SUPPLIED PASSAGE:
However, Cortex is a serious service to run and if you were to DIY it would require operations work that you currently don’t have with Wavefront. This is the problem we’re trying to solve—making these great OSS solutions easier to use for people like you.

Opstrace is made to be exposed on the internet (which is optional of course), so you can easily run it in an isolated account to keep it safe from all other operations. And in fact, this is the configuration we recommend for production use.

Regarding “100s of AWS accounts and 10s of payers”... does that include any form of multi-tenant isolation? We support multi-tenancy out of the box to enable controlling rate limits and authorization limits for different groups. We’d need to talk in more detail about that. If you’d like to do that privately, please shoot me at chris@opstrace.com. We’re of course happy to continue the discussion here with you as well.

mh- · on Feb 2, 2021

As a heads up, I think you meant to link https://cortexmetrics.io/

jgehrcke · on Feb 2, 2021

Thanks for the correction! You linked to the right Cortex, not to be confused with https://github.com/TheHive-Project/Cortex, haha. https://github.com/cortexproject/cortex is what we talk about. Naming is hard.

englambert · on Feb 2, 2021

:facepalm: Yes, indeed, I conflated the website and the GitHub org. Mea culpa.

jgehrcke · on Feb 2, 2021

JP from Opstrace here.

Thanks for sharing this perspective, stressing the relative value of predictability.

Of course, when things go pear-shaped the last thing you want to discover is that your monitoring pipeline doesn't work as expected. We feel you.

DATA EXTRACT:
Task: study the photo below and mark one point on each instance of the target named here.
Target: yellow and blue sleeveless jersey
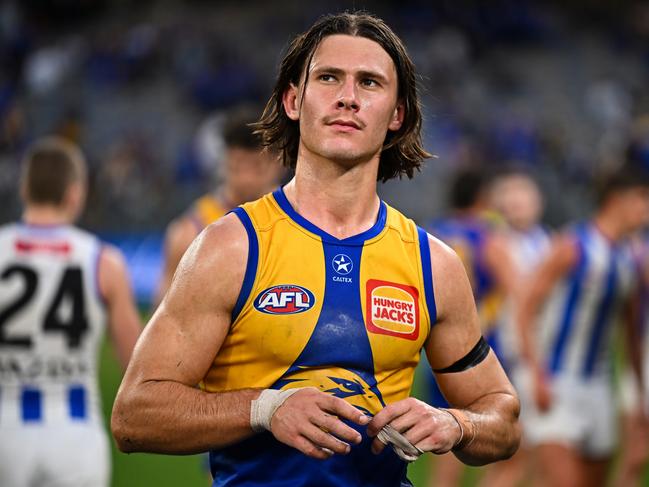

TASKS AND EXERCISES:
- a) List every web address that appears in the Opstrace forum thread.
- b) Decide whether each statement agrees with the Opstrace forum thread, and back each yes or no with the deciding words quoted from the thread: (i) Opstrace must be exposed on the internet. (ii) Opstrace supports multi-tenancy out of the box. (iii) Running Opstrace in an isolated account is the configuration recommended for production use.
- c) Extend the Opstrace forum thread by writing what comes after its final sentence.
The material has no connection to the Opstrace forum thread.

PER-TASK OUTPUTS:
- a)
https://cortexmetrics.io/
https://github.com/TheHive-Project/Cortex
https://github.com/cortexproject/cortex

- b)
(i) No: "Opstrace is made to be exposed on the internet (which is optional of course)"
(ii) Yes: "We support multi-tenancy out of the box"
(iii) Yes: "And in fact, this is the configuration we recommend for production use."

- c)
Your skepticism is justified and I'm super happy to see that here. We know that our future users are (and should be) quite demanding with respect to robustness of the platform.

We're not naively assuming that it's easy to build a platform that is highly available, auto-scaling, and generally worry-free.

In fact, based on our experience, we really know that we'll have to invest an incredible amount of engineering effort in order to make things super reliable and predictable. On the other hand, by making some smart decisions we can get far with little effort. We have super strong building blocks that we can rely on (such as using a cloud-provided database for storing critical configuration state).

> If you folks believe I can achieve this functionality on a per-seat basis I'd be interested in saving those six figures.

The bet is on, but of course we need a bit of time :)

englambert · on Feb 1, 2021

Chris here, from the Opstrace team. As it turns out, it’s just a happy coincidence. When we discovered theirs we fell in love with it as well. They have many different versions of their monster (https://www.scylladb.com/media-kit/)... similarly you’ll see several new versions of our mascot, Tracy the Octopus, over time!